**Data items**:
^^^^^^^^

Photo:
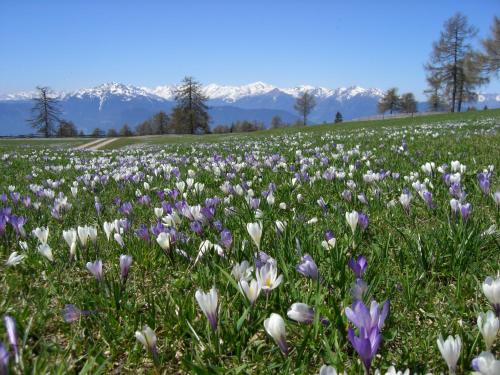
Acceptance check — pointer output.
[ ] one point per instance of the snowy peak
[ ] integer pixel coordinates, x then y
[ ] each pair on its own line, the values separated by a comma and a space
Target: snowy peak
226, 93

^^^^^^^^

**Activity**: The data must be repeated exactly. Any pictures in it are to be left out.

**Reply**:
Photo:
Acceptance check — pointer output.
[ ] one point per instance of the snowy peak
[ ] integer pixel coordinates, x then y
[ ] each pair on its own line, the values separated by a comma and a space
Target: snowy peak
226, 93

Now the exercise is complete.